SELECTED PASSAGE:
I work for a company that provides a 24hr emergency service through an insurance compnay offered through ones water service. The company gets paid at a slightly reduced rate through the insurance and if it is outside regular working hours there is an after hours fee. We get paid our regular hourly rate and time and half etc if we go over our 40 hrs.
There are 5 of us in rotation for the after hours part, you get a Mon -Fri and then a Sat&Sun in the rotation. Week days are usually fine, might have a few calls after work if they weren't able to be taken care of during the day, it's really just like working a little late, never really get late night calls...
Sat and Sun can be hit or miss, you could be out from 8 to 10 or no calls!

We get paid from when we get our truck at the shop to when we finish. 
My question is that since we have to basically give up our weekend should we not get a flat fee anyway for just being on call in case we don't get any calls, we still have some compensation even if we don't work.
It's not a big deal at all but can be annoying having to give up your weekend and not make any money.
Do people think that it would be an unreasonable suggestion ?
Is this the norm across the industry ?
I am not really complaining just curious as to what the norms are, I am just happy to be working


----------



## MTDUNN (Oct 9, 2011)

Are you asking if you should get some pay for being on call even if there are no calls for a particular weekend?


----------



## Carcharodon (May 5, 2013)

MTDUNN said:


> Are you asking if you should get some pay for being on call even if there are no calls for a particular weekend?


More or less, yea. I don't necessarily expect it but was wondering if there are any companies that did that? I fully understand why they wouldn't but I could be making money else where on my weekends (not plumbing).


----------



## 504Plumber (Jan 26, 2011)

Thank your lucky stars you have 5 guys (other than yourself?) in rotation. A couple years back we rotated every other weekend, now it's every 2 weeks with 3 guys (including myself) in rotation. We don't get extra pay to waste a weekend.


----------



## Carcharodon (May 5, 2013)

504Plumber said:


> Thank your lucky stars you have 5 guys (other than yourself?) in rotation. A couple years back we rotated every other weekend, now it's every 2 weeks with 3 guys (including myself) in rotation. We don't get extra pay to waste a weekend.


5 guys including me, yea it was 4, extra guy makes a huge difference. It's not too bad as you have more guys to swap with too if you have plans, I know some companies have it it worse with less guys.
It can be tough on guys, we had one guy quit last year cos he couldn't stand to do it anymore.
As I have said, it's not that big a deal, just curious (I know how some guys on here like to jump down people's throats the first chance they get).


----------



## MTDUNN (Oct 9, 2011)

Carcharodon said:


> More or less, yea. I don't necessarily expect it but was wondering if there are any companies that did that? I fully understand why they wouldn't but I could be making money else where on my weekends (not plumbing).


If you're on call you should be ready at anytime for a call. You agreed to this when you were hired. If you get no calls, the company makes no money, why should you?


----------



## MTDUNN (Oct 9, 2011)

Carcharodon said:


> (I know how some guys on here like to jump down people's throats the first chance they get).


Some guys here are business owners. Asking to get paid for being on call while not receiving any calls can shake them up.


----------



## jitr64 (Sep 30, 2010)

You will find most non union shops don't pay you extra,however union shops are under a contract, locally here they pay you an extra 120 per week to be on call.

CHALLENGE 1: Using the on-call pay thread, decide whether each statement agrees with it: (a) five workers share the after-hours rotation; (b) weekday on-call shifts often bring late-night calls; (c) 504Plumber's crew gets extra pay for giving up a weekend. Answer yes or no for each, quoting the words of the thread that settle it.
CHALLENGE 2: Pick up the on-call pay thread after its final post by writing the next reply.

PROVIDED INFORMATION:

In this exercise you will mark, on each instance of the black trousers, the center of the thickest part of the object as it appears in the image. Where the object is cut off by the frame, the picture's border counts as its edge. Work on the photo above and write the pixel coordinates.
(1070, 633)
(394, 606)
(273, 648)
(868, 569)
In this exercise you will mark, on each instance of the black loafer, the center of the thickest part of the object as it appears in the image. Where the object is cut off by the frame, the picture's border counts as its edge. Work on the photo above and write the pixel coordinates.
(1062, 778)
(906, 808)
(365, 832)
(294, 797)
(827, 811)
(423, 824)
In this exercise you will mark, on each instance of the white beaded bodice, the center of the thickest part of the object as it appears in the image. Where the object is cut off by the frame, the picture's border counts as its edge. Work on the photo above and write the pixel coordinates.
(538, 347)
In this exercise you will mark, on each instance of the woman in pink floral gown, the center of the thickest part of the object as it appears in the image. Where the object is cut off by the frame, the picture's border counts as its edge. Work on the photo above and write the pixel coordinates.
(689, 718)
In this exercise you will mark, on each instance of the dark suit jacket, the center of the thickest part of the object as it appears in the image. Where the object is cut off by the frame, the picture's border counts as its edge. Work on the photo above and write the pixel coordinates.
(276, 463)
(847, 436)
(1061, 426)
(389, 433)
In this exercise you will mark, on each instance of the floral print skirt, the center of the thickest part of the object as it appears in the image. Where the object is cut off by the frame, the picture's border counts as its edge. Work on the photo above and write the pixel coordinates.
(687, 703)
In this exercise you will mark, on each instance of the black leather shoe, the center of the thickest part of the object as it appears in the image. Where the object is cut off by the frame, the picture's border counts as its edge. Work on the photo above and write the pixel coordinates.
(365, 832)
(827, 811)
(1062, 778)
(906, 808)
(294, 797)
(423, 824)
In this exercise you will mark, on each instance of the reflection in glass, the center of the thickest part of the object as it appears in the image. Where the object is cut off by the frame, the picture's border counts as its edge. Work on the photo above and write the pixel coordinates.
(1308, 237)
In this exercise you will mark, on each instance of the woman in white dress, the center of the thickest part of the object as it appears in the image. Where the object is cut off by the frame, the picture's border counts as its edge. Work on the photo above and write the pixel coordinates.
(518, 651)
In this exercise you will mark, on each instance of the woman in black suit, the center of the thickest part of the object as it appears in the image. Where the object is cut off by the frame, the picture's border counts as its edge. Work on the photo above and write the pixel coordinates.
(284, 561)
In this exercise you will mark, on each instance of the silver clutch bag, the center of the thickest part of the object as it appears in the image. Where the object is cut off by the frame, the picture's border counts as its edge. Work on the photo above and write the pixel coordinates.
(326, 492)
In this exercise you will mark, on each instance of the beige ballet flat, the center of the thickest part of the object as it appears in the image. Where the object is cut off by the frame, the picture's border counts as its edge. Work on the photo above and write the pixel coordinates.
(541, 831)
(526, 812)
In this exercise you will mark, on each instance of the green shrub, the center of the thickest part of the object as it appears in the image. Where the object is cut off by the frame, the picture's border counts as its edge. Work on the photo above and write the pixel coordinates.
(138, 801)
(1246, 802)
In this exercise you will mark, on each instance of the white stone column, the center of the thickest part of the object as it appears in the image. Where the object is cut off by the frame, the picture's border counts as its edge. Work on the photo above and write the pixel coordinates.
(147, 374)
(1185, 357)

---

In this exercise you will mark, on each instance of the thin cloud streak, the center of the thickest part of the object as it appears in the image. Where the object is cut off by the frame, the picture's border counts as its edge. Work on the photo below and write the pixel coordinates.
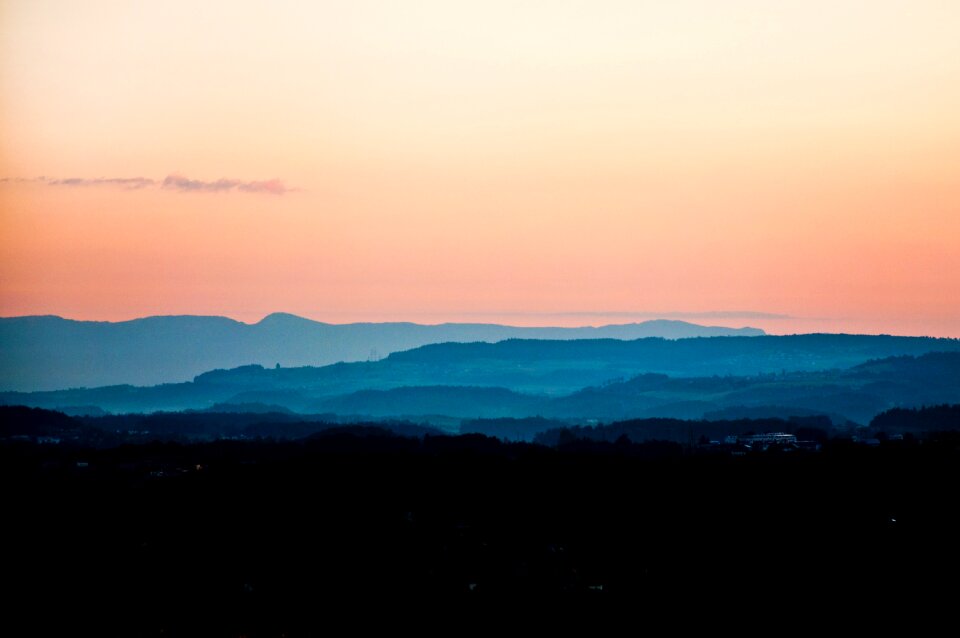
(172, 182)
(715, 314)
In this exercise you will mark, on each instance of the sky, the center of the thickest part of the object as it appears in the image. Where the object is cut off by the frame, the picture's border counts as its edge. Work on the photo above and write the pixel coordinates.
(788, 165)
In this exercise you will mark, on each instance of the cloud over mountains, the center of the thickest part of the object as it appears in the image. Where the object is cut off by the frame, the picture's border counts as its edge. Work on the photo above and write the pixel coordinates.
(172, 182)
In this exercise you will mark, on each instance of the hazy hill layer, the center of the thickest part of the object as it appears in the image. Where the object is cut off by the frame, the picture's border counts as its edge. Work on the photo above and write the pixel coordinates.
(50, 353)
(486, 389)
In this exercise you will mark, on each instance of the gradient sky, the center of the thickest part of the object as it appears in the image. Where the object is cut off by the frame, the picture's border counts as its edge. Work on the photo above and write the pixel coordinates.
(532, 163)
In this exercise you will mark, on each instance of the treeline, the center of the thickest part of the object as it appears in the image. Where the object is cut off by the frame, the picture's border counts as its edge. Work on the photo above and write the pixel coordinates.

---

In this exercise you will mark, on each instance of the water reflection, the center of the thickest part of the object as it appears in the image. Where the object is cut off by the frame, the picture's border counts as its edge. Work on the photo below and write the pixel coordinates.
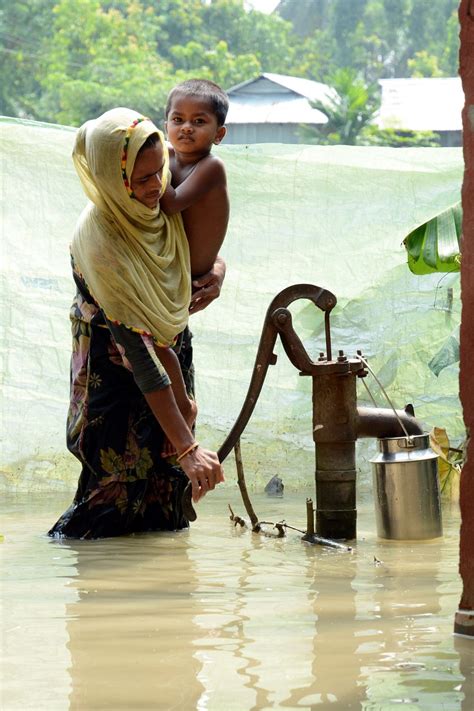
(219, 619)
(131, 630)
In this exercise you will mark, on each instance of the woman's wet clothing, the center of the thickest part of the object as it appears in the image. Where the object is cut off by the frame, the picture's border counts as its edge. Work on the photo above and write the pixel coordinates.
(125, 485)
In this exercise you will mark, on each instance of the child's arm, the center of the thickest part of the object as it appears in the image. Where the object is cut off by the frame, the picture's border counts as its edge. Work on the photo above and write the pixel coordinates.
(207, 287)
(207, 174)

TASK ANSWER 1:
(a) Yes: "There are 5 of us in rotation for the after hours part"
(b) No: "never really get late night calls"
(c) No: "We don't get extra pay to waste a weekend."

TASK ANSWER 2:
----------



## T Bone (Sep 12, 2013)

No we do not get paid and we have a pretty large area we over. Some Saturdays you feel like a self help line with people calling and asking questions. Guess I don't expect to get paid when I'm not working so it doesn't bother me. My company is great they really take care of us and we're not just a number to them and that's what's important to me.


----------



## KCplumber (Dec 31, 2009)

Twenty years ago I got $25/day to be on call (non-union) I would expect something for waiting around for a call


----------



## PlumbDumber (Aug 7, 2013)

It does put a strain on the plumber that is "On-Call", especially over the weekend. In the past, I have had good plumbers quit & go elsewhere to keep from being On Call.

Several years ago I implemented a policy in our shop to help the situation. We started charging time and one half to the customer for work done weekdays after hours up to 10:00 PM and on Saturday until 5:00 PM. After 10:00 on weekdays, on Sundays, and on holidays, we charge the customer double time.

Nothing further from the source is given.